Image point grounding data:
****************************************
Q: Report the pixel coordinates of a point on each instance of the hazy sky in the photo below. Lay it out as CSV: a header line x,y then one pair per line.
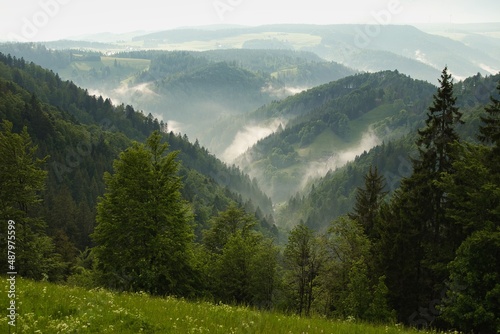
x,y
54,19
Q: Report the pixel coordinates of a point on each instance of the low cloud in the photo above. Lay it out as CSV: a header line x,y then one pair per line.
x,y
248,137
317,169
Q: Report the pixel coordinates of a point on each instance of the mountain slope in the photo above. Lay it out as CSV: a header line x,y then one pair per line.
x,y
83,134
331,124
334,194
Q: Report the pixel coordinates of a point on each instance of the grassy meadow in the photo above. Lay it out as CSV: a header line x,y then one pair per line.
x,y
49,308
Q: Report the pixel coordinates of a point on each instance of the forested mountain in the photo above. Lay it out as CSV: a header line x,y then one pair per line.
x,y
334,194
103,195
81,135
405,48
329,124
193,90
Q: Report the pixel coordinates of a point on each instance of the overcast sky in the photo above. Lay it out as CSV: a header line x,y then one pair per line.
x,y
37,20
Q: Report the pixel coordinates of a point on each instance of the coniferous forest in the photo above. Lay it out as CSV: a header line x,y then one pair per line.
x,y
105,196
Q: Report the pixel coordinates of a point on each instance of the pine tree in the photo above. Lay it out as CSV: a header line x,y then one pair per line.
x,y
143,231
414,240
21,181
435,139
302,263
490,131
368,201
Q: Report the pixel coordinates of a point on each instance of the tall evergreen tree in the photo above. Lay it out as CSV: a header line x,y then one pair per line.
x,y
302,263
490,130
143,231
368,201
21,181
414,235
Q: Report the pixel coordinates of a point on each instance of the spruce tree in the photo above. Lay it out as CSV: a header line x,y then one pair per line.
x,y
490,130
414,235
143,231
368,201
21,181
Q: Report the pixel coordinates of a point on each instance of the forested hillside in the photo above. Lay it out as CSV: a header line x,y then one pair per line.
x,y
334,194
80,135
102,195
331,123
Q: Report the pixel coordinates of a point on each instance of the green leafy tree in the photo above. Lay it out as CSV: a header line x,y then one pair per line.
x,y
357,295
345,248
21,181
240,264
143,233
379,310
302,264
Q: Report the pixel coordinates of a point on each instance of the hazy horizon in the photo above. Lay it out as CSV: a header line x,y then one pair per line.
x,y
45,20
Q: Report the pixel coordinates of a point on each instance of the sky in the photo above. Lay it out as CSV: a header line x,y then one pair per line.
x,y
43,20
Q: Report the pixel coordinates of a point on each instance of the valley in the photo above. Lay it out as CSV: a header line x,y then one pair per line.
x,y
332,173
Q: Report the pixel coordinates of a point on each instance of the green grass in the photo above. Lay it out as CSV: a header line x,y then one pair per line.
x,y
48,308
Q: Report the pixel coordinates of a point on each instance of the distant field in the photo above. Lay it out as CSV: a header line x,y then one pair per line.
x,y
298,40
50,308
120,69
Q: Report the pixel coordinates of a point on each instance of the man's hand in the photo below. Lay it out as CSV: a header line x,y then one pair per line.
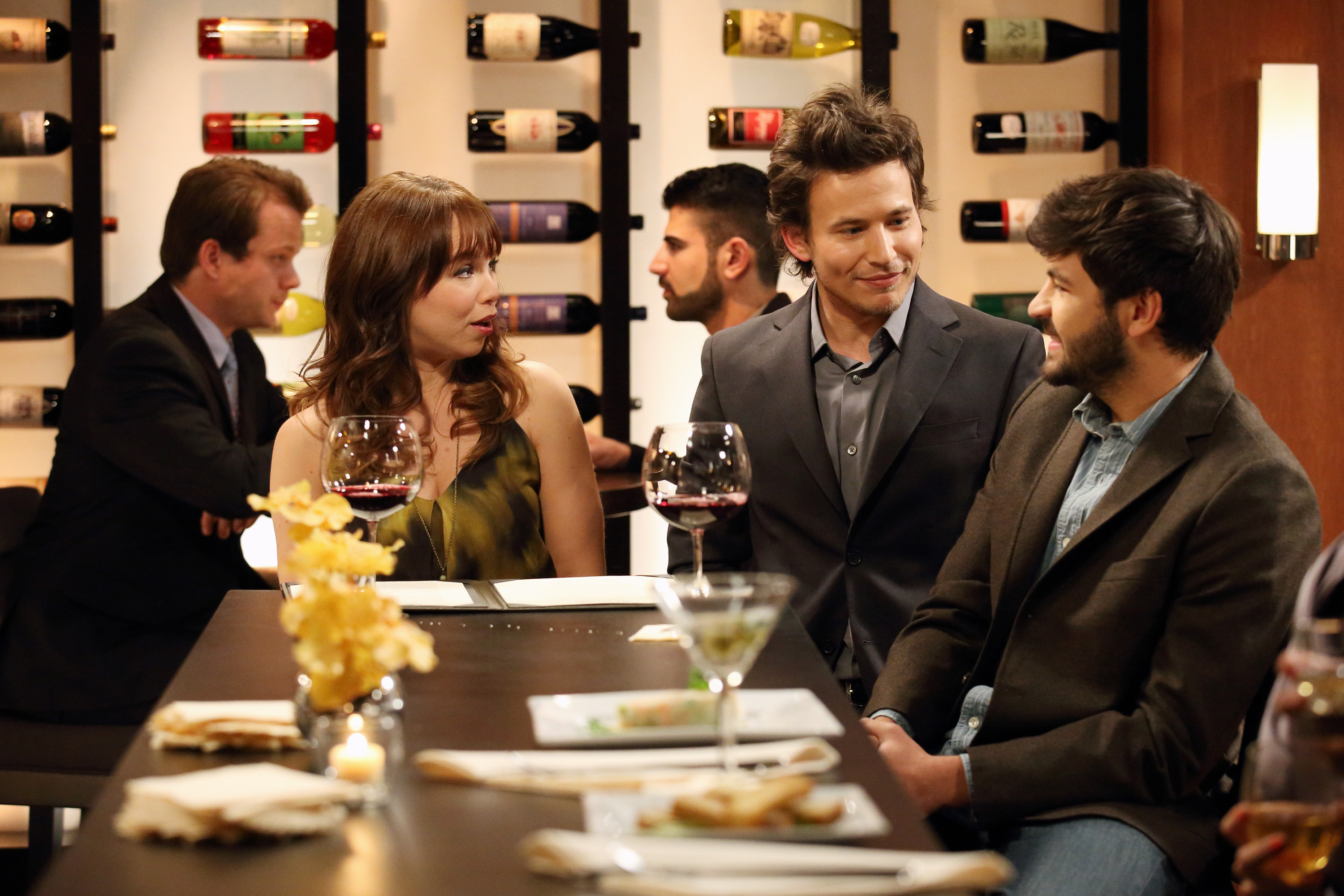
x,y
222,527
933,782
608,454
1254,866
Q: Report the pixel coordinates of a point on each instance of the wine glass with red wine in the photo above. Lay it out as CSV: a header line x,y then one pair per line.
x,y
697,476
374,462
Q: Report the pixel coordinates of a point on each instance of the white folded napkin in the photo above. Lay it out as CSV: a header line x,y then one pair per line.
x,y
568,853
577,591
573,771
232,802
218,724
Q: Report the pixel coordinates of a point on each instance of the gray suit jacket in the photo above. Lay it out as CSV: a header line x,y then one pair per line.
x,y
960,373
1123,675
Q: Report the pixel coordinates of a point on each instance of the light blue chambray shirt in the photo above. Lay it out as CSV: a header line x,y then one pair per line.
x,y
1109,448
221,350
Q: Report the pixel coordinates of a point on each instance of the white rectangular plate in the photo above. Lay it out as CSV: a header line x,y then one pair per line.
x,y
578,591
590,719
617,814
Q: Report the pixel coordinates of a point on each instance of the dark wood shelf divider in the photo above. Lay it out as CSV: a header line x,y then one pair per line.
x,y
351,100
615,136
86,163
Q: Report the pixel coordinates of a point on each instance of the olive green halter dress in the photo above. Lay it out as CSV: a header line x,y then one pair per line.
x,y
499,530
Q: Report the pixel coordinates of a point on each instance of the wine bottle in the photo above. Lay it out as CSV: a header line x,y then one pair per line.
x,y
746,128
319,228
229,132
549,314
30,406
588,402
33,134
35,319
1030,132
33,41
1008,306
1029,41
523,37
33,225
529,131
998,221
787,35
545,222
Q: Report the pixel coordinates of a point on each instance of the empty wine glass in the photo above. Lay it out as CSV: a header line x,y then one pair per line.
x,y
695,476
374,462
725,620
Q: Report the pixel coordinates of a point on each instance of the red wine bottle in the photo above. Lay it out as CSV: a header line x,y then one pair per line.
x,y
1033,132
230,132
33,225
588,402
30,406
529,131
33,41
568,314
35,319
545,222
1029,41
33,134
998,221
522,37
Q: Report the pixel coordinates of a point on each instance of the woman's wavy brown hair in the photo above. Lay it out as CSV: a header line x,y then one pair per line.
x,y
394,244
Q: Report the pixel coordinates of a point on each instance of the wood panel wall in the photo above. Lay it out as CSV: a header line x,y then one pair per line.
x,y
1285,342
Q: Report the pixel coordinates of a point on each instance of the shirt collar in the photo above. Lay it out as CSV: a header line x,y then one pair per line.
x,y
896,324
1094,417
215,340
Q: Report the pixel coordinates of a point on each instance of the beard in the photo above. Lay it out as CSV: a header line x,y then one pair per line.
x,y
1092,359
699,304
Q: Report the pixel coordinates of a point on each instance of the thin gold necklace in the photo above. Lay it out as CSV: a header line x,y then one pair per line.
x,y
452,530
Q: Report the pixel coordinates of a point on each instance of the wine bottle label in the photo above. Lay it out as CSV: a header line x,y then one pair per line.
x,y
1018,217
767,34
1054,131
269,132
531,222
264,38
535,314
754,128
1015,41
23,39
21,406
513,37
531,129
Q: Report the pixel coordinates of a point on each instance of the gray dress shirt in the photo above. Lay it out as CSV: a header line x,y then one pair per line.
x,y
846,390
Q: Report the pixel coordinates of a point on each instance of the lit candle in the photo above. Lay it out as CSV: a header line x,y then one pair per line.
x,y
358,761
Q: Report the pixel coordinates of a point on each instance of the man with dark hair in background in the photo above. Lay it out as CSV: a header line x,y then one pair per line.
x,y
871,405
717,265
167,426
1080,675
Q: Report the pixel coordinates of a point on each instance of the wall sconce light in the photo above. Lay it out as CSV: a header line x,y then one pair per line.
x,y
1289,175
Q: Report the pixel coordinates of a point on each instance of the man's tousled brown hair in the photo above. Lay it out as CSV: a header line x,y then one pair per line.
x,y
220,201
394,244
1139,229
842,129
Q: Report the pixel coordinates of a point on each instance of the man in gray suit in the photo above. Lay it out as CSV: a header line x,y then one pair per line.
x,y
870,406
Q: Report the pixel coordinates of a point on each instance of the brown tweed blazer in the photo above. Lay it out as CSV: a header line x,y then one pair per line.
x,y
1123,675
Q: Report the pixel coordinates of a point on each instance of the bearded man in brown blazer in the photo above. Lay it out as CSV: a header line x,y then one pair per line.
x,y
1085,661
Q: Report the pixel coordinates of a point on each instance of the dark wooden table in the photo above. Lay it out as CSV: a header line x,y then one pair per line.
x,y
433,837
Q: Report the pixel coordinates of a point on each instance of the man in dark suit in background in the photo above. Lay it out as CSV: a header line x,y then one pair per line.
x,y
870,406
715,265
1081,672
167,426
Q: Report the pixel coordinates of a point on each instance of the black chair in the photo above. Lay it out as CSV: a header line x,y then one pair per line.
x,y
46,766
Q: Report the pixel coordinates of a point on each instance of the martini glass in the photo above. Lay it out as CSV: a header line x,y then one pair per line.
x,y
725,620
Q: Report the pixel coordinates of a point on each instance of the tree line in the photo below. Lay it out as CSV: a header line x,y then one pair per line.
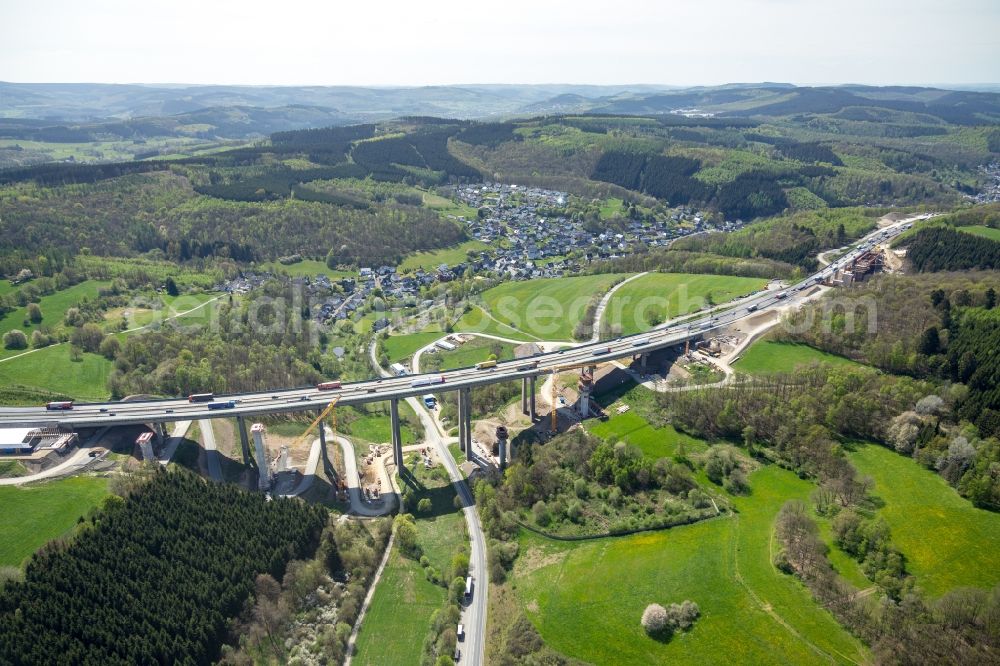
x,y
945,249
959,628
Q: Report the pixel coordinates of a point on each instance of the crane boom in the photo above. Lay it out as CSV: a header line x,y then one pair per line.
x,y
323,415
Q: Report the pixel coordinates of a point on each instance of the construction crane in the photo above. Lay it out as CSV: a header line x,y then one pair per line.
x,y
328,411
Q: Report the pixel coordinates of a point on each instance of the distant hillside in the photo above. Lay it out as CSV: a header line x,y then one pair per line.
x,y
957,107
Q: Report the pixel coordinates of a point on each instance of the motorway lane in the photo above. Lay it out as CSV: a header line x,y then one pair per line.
****************************************
• _What is required_: Take the lines above from the one holding "of the crane" to the last and output them exactly.

• _Written response_:
Q: Report the pixel coordinates of a point on each instance of the crane boom in the photo above. Lay it out as CSV: a header line x,y then one pair per line.
x,y
323,415
Q: Report the pixel coordinates of a point on each instance of the construction crane in the photo above. Lay it out as CSV: a header line x,y then one pair per line.
x,y
328,411
Q: Report the pixel coordinates of a point on each instance of the distant hillside in the photo above. Lay it out as CSV: a header line x,y then one pair per line.
x,y
957,107
Q: Report the pixel coordinates of a point on each instance of the motorway lane in the photo above. Lay it out as CSV: a header line x,y then one pair per line.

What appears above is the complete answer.